■ Given data ■
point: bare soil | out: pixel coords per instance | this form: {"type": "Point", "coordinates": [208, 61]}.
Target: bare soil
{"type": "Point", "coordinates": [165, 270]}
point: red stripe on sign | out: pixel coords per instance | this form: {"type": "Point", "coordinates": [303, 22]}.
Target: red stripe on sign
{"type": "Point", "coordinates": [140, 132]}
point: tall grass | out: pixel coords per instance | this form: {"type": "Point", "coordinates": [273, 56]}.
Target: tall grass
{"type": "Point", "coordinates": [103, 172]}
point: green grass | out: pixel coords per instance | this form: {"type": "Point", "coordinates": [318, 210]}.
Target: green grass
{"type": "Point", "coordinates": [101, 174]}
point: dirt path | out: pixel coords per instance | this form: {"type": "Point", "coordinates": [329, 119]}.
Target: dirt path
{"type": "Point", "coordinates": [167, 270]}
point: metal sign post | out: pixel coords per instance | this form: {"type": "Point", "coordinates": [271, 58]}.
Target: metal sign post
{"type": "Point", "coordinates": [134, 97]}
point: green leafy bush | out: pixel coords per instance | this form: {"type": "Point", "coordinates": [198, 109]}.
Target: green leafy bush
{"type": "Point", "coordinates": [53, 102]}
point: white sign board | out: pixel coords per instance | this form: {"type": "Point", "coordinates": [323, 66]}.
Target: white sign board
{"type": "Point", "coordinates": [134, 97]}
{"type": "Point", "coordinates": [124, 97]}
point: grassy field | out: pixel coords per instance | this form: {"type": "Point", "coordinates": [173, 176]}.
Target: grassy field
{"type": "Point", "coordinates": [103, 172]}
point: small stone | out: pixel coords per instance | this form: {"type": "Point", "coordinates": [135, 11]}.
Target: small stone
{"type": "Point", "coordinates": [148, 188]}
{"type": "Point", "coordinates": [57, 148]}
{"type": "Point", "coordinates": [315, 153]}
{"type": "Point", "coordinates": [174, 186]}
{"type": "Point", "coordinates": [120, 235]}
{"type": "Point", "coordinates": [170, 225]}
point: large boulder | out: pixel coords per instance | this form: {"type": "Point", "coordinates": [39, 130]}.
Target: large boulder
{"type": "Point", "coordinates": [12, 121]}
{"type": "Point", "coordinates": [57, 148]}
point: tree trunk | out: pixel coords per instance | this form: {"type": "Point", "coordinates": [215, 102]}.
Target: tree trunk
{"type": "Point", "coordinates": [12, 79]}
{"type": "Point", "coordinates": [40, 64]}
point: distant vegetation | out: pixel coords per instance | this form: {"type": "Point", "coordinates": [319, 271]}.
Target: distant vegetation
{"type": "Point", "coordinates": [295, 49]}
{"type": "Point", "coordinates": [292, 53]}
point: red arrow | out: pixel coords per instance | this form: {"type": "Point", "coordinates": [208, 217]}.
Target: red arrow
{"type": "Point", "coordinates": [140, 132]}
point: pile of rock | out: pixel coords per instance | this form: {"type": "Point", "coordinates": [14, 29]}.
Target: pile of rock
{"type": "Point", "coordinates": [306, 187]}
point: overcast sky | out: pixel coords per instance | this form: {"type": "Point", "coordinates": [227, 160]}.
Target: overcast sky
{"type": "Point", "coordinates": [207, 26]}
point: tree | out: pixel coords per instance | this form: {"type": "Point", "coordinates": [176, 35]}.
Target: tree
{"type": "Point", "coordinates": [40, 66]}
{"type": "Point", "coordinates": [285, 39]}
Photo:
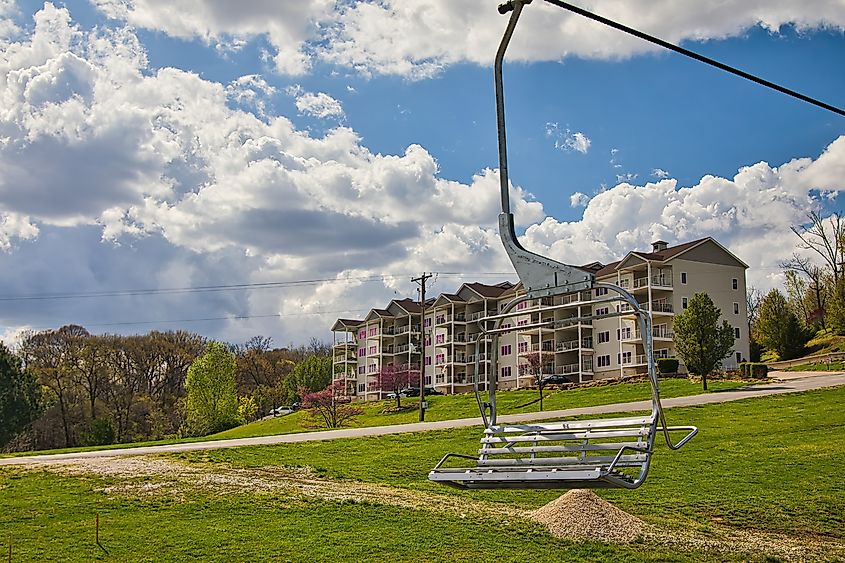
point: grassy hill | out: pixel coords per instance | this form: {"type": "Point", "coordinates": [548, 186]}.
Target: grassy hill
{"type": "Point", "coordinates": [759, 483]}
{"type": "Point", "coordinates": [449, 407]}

■ Exercise objective ■
Please copy all of the lines above word for word, leaving out the pictures.

■ Response to this task ■
point: bare soil | out: pixel coords per instance | this form: {"type": "Point", "coordinates": [208, 61]}.
Target: bare soil
{"type": "Point", "coordinates": [165, 270]}
point: red stripe on sign | out: pixel coords per instance | this form: {"type": "Point", "coordinates": [303, 22]}.
Target: red stripe on sign
{"type": "Point", "coordinates": [140, 132]}
point: tall grass | out: pixel coords per instance | this form: {"type": "Point", "coordinates": [273, 56]}.
Target: tall grass
{"type": "Point", "coordinates": [103, 172]}
point: green grass | out: pixel coords per instance | this form: {"type": "Point", "coordinates": [318, 210]}.
Target: green grass
{"type": "Point", "coordinates": [101, 174]}
point: dirt path | out: pixel coords per instance | this form: {"type": "Point", "coordinates": [329, 119]}.
Target: dirt path
{"type": "Point", "coordinates": [167, 270]}
point: metal sign post | out: pixel coords per instance | this form: {"type": "Point", "coordinates": [271, 58]}.
Target: metal sign post
{"type": "Point", "coordinates": [134, 97]}
point: green leafy bush | out: pixel coords per instance | this form: {"type": "Point", "coordinates": [198, 109]}.
Target: green leafy bush
{"type": "Point", "coordinates": [53, 102]}
point: white sign board | out: pixel coords per instance | this form: {"type": "Point", "coordinates": [323, 66]}.
Target: white sign board
{"type": "Point", "coordinates": [134, 97]}
{"type": "Point", "coordinates": [124, 97]}
point: grassy field | out: pixel coords per instance | this form: {"type": "Point", "coordinates": [173, 176]}.
Target: grassy field
{"type": "Point", "coordinates": [103, 172]}
point: small stone | out: pixel coords per instance | this form: {"type": "Point", "coordinates": [135, 11]}.
Target: small stone
{"type": "Point", "coordinates": [148, 188]}
{"type": "Point", "coordinates": [57, 148]}
{"type": "Point", "coordinates": [315, 153]}
{"type": "Point", "coordinates": [174, 186]}
{"type": "Point", "coordinates": [120, 235]}
{"type": "Point", "coordinates": [170, 225]}
point: large boulder | out: pixel coords per instance | this form: {"type": "Point", "coordinates": [39, 130]}.
Target: large boulder
{"type": "Point", "coordinates": [12, 121]}
{"type": "Point", "coordinates": [57, 148]}
point: tree trunk | out: pixel coords per instance | this form: {"type": "Point", "coordinates": [215, 102]}.
Target: tree trunk
{"type": "Point", "coordinates": [12, 79]}
{"type": "Point", "coordinates": [40, 64]}
point: distant vegetation | out: pixel coords per instance | this form: {"type": "Point", "coordinates": [319, 271]}.
Target: distant vegetation
{"type": "Point", "coordinates": [295, 49]}
{"type": "Point", "coordinates": [292, 53]}
point: red arrow | out: pixel coords per instance | this form: {"type": "Point", "coordinates": [208, 217]}.
Target: red arrow
{"type": "Point", "coordinates": [140, 132]}
point: pile of rock | out: pixel coords per instance | this form: {"type": "Point", "coordinates": [14, 29]}.
Target: pile of rock
{"type": "Point", "coordinates": [306, 187]}
point: overcast sky | out: pixel coords per instance | this form: {"type": "Point", "coordinates": [227, 160]}.
Target: overcast sky
{"type": "Point", "coordinates": [207, 26]}
point: tree | out: pixel coords per instance | this form: {"type": "Point", "coordinates": [176, 35]}.
Target: tree
{"type": "Point", "coordinates": [40, 66]}
{"type": "Point", "coordinates": [285, 39]}
Photo:
point: grassy hill | out: pixel coords per instance | this form: {"type": "Point", "coordinates": [548, 186]}.
Target: grassy hill
{"type": "Point", "coordinates": [759, 483]}
{"type": "Point", "coordinates": [449, 407]}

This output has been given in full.